Return the listing below verbatim. Pictures do not belong in the copy.

** Opening Supplied data block **

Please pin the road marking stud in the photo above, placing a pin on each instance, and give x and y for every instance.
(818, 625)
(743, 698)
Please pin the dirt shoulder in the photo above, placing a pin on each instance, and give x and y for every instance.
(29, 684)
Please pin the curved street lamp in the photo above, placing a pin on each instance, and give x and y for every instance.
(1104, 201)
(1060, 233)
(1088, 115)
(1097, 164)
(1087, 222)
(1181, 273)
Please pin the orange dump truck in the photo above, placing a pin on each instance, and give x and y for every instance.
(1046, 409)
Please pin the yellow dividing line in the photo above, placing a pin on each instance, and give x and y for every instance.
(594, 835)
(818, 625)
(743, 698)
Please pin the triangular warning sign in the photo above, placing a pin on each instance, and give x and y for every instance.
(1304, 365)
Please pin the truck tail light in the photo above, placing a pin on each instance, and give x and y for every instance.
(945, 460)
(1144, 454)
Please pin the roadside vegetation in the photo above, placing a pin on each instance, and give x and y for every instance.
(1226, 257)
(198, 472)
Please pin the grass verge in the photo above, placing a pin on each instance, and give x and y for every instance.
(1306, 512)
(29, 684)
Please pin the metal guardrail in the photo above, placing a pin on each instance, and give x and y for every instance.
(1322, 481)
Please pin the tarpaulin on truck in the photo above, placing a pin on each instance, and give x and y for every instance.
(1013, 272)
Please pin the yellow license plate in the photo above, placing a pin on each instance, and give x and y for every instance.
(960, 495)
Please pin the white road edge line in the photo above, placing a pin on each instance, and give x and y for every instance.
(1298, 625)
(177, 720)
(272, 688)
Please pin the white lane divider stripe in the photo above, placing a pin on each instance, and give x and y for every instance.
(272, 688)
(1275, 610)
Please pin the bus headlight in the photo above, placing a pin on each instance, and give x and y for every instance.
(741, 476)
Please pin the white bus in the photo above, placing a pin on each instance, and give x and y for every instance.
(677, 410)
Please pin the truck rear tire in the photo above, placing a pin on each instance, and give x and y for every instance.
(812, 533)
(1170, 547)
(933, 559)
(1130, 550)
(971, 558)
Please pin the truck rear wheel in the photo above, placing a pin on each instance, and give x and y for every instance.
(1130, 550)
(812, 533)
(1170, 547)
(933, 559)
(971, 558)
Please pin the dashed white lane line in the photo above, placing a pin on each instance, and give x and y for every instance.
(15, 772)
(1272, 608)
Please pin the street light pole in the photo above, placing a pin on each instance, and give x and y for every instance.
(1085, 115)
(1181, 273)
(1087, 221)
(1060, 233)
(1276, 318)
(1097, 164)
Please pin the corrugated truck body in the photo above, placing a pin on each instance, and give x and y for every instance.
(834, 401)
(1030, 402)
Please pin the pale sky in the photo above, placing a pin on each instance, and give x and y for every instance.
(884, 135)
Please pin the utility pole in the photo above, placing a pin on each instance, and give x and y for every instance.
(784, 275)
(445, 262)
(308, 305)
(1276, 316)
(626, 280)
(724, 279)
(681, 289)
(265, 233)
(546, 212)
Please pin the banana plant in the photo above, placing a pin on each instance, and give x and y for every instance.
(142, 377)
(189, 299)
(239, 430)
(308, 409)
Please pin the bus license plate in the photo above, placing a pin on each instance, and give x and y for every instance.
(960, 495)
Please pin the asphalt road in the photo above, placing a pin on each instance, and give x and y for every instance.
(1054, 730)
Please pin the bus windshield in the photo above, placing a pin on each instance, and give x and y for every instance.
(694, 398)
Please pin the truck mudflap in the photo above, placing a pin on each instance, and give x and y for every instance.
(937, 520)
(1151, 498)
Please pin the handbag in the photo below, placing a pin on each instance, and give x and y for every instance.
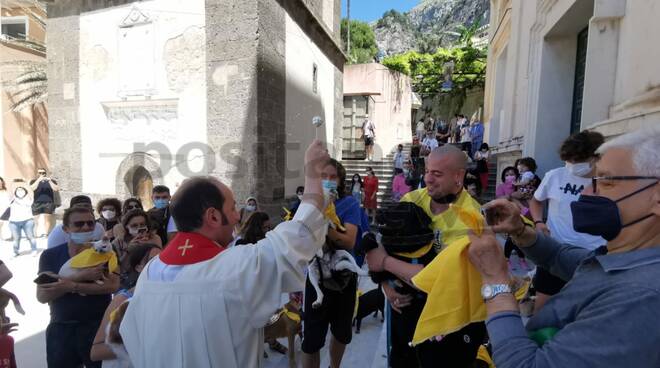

** Closing Supplied data block **

- Answer section -
Please pin the road marking stud in the photo above, placing a pin on each instance, and give x and y for every instance.
(818, 625)
(743, 698)
Please pin the dirt shoulder in the photo above, placing a pin on each instance, and give x and y for every instance.
(29, 684)
Please pin the curved street lamp in the photo above, placing a pin on each instance, and give x and y for every instance.
(1104, 201)
(1060, 233)
(1088, 115)
(1097, 164)
(1087, 222)
(1181, 273)
Please pin the orange dump truck in the photo above, placing a pin on each instance, and give x and y for every instance.
(1046, 409)
Please pin the yellow dividing line in the photo above, placing a pin on each instance, and give x and y for every instance.
(594, 835)
(818, 625)
(743, 698)
Please pin the triangular warning sign in the photo above, placing a pin on each instance, and give x and y for every instance.
(1304, 365)
Please pin the truck tail light in the photo above, placing a pin on each instance, and give x and y for every instance.
(945, 460)
(1144, 454)
Please pin the roadside vegetation in the photo above, placing a pin on each instance, and give x and y for every instance.
(1226, 257)
(198, 472)
Please pin the grass verge in the photo above, placing a pin on each instance, and give x and y for every instance.
(1306, 512)
(29, 684)
Please pin the metal guardrail in the photo above, placing a pin on each instance, and give x and y for every instance.
(1322, 481)
Please pin the tarpaulin on truck in the photo above, placing a pin on each instance, and give x and y for every instance.
(1013, 272)
Please pin the yellow license plate in the photo above, placing a pin on each instance, and give x and y for every instance.
(960, 495)
Please pin the white road edge line in the photo above, placing a pin on each instance, and give x and y for every instance.
(1298, 625)
(177, 720)
(272, 688)
Please pin the white lane divider stripe in the photo above, placing a pin on each instance, and give x and y for every instance.
(272, 688)
(1275, 610)
Please pin the bus headlight in the photo above, placing a pin on each instance, and give x and y for every instance.
(741, 476)
Please pin the white bus in the photo above, placing a pin on each instance, and give x and y for every instance.
(677, 410)
Please pin the truck rear tire in the photo above, placing a pin on each instance, and give x and y for every instance.
(812, 533)
(1170, 547)
(933, 559)
(1130, 550)
(971, 558)
Please pin the truck rear wheel in the photo above, placing a pin on each instance, and give x and y for every instance.
(1130, 550)
(812, 533)
(1170, 547)
(933, 559)
(971, 558)
Please pin the dashed white lane line in the photo above, placing a pin on each instance, and give x and y for every instance.
(15, 772)
(1272, 608)
Please pin the street light pole in the photo above, placing a pin on each instance, and give x and y for every instance.
(1085, 115)
(1181, 273)
(1087, 221)
(1060, 233)
(1276, 318)
(1097, 164)
Please pin the corrugated truck body in the photo above, placing a pin on each instance, and give x and y for every instance.
(834, 401)
(1030, 402)
Please pin the pale sky in the photo above, placing a pin on each instance, and give x and y for every instance.
(884, 135)
Please pin the utility pole in the photo above, placing a pin on each instance, and give x and y for every instance.
(784, 275)
(445, 262)
(308, 305)
(1276, 316)
(626, 280)
(724, 279)
(681, 289)
(265, 233)
(546, 212)
Please pin the banana plant in the photo above, placing a pin on each instance, and give x and y for every instance.
(142, 377)
(189, 299)
(239, 430)
(308, 409)
Please pin the bus license plate in the photo above, placing a pin on each instance, and give x and y for every instance.
(960, 495)
Please pin the asphalt road in the photo above, placing a pin on each instance, and give x and y for every instance.
(1054, 730)
Please pin the bus windshield in the photo above, placing a pin on each instance, and give x and y for every instance.
(694, 398)
Please pin the truck mudflap in the photo above, placing a pin on each instance, and give x and y for every instance.
(937, 520)
(1151, 498)
Please pin the handbag in the photo below, placing a pin on each instance, and give x and y for every instance.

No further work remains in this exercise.